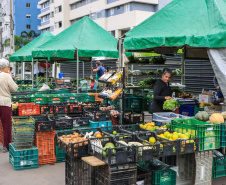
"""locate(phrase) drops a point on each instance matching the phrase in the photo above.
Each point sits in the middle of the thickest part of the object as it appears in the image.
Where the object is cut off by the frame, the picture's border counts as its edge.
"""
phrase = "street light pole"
(11, 28)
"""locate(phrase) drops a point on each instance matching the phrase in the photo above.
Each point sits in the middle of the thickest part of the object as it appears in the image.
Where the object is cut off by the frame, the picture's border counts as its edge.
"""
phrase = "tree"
(29, 35)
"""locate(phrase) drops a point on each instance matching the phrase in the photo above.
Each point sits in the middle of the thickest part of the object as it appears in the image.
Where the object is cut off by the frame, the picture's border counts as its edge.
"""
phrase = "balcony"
(45, 9)
(45, 23)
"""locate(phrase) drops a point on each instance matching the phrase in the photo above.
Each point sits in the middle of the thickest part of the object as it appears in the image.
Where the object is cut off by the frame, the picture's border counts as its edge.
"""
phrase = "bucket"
(61, 75)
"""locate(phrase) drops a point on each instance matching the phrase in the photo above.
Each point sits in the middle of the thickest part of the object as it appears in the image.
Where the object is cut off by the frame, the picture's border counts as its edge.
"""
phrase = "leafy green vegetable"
(170, 104)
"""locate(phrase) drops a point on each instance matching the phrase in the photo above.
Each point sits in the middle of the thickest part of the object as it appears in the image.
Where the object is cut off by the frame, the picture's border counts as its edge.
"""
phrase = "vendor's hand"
(168, 97)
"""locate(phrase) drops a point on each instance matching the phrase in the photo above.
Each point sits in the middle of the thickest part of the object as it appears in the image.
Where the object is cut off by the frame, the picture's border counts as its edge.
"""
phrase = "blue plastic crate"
(186, 110)
(99, 124)
(23, 159)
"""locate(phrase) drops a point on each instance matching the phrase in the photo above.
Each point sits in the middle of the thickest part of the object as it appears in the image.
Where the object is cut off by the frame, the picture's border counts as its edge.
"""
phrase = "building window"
(112, 11)
(28, 5)
(28, 26)
(60, 24)
(127, 7)
(99, 14)
(60, 8)
(28, 16)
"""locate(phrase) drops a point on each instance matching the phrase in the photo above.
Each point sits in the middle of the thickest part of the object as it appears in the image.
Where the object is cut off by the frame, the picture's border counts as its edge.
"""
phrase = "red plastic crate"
(2, 135)
(44, 141)
(27, 109)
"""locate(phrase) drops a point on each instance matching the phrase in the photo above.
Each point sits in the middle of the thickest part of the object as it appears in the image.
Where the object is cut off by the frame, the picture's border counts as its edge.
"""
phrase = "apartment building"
(54, 15)
(115, 16)
(25, 14)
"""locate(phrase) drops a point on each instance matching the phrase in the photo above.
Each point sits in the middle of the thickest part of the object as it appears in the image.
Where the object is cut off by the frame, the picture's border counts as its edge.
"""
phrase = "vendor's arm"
(95, 70)
(157, 91)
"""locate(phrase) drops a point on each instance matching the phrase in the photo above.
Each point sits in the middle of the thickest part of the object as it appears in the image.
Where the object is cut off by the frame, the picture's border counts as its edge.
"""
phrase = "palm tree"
(29, 35)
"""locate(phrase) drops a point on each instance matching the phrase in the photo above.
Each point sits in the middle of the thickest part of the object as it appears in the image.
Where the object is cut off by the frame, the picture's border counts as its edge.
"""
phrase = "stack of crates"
(161, 175)
(45, 142)
(208, 134)
(77, 172)
(117, 174)
(203, 171)
(22, 154)
(219, 165)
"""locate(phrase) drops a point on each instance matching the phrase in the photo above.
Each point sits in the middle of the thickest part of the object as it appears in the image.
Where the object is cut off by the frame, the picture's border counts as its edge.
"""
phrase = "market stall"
(81, 41)
(25, 54)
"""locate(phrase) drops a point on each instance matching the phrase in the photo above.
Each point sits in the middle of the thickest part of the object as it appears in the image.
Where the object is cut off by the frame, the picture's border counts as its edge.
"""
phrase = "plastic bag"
(45, 87)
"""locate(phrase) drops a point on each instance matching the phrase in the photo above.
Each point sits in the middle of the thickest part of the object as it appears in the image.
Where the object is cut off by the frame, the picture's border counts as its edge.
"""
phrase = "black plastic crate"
(78, 172)
(133, 118)
(135, 128)
(144, 177)
(185, 146)
(15, 112)
(114, 131)
(90, 104)
(80, 121)
(120, 154)
(73, 108)
(21, 99)
(116, 175)
(60, 108)
(46, 109)
(144, 151)
(62, 122)
(165, 147)
(94, 114)
(43, 123)
(75, 150)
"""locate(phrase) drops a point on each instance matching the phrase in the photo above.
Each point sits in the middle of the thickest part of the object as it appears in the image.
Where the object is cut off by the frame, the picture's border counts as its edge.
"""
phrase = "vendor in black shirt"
(162, 91)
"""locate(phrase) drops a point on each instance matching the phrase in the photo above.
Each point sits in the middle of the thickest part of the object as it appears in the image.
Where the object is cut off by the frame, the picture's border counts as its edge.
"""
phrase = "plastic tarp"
(218, 60)
(196, 23)
(24, 54)
(89, 38)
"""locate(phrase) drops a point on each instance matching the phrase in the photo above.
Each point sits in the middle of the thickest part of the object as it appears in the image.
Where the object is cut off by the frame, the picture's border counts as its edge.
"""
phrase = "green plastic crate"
(209, 134)
(161, 177)
(145, 104)
(223, 134)
(219, 166)
(23, 159)
(197, 109)
(60, 155)
(21, 99)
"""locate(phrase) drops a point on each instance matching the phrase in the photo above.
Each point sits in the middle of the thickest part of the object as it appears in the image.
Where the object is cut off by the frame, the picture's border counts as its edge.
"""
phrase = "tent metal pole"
(77, 71)
(32, 73)
(36, 72)
(83, 70)
(55, 75)
(46, 71)
(183, 68)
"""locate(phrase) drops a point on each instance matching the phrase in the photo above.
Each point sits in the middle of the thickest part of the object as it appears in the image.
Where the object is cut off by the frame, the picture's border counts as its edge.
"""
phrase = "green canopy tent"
(192, 25)
(82, 40)
(25, 53)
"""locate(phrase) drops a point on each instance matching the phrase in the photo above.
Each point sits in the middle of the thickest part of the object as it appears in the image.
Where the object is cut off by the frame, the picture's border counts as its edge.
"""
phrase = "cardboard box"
(205, 98)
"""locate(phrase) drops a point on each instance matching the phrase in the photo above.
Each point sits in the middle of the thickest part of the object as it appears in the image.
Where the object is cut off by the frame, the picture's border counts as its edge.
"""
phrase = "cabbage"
(170, 104)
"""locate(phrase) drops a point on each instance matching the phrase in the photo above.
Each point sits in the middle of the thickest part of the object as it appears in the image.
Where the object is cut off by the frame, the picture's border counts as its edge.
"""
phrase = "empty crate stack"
(22, 153)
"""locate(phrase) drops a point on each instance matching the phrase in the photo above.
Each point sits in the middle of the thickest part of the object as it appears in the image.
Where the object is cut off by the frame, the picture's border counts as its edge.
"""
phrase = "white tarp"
(218, 60)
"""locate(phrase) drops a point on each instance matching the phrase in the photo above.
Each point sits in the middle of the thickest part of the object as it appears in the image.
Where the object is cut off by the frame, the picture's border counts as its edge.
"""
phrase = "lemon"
(152, 140)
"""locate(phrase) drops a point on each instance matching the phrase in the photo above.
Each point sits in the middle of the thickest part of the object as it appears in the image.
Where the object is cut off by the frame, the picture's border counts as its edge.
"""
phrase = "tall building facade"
(25, 18)
(54, 15)
(115, 16)
(25, 15)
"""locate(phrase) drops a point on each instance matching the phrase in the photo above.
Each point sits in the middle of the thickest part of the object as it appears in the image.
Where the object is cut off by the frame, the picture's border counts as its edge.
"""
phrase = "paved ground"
(44, 175)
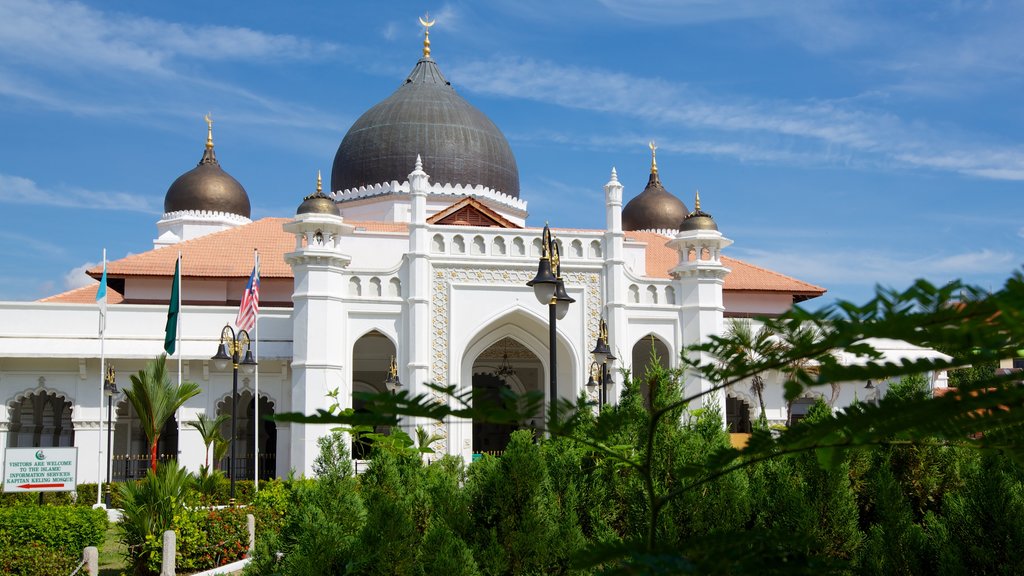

▶ What the task asks: Find each line in the data that contains the word "green" and copy those lines.

▶ The completed task:
phrase = "leafy green vegetable"
phrase = "green plastic crate"
phrase = "green canopy tent"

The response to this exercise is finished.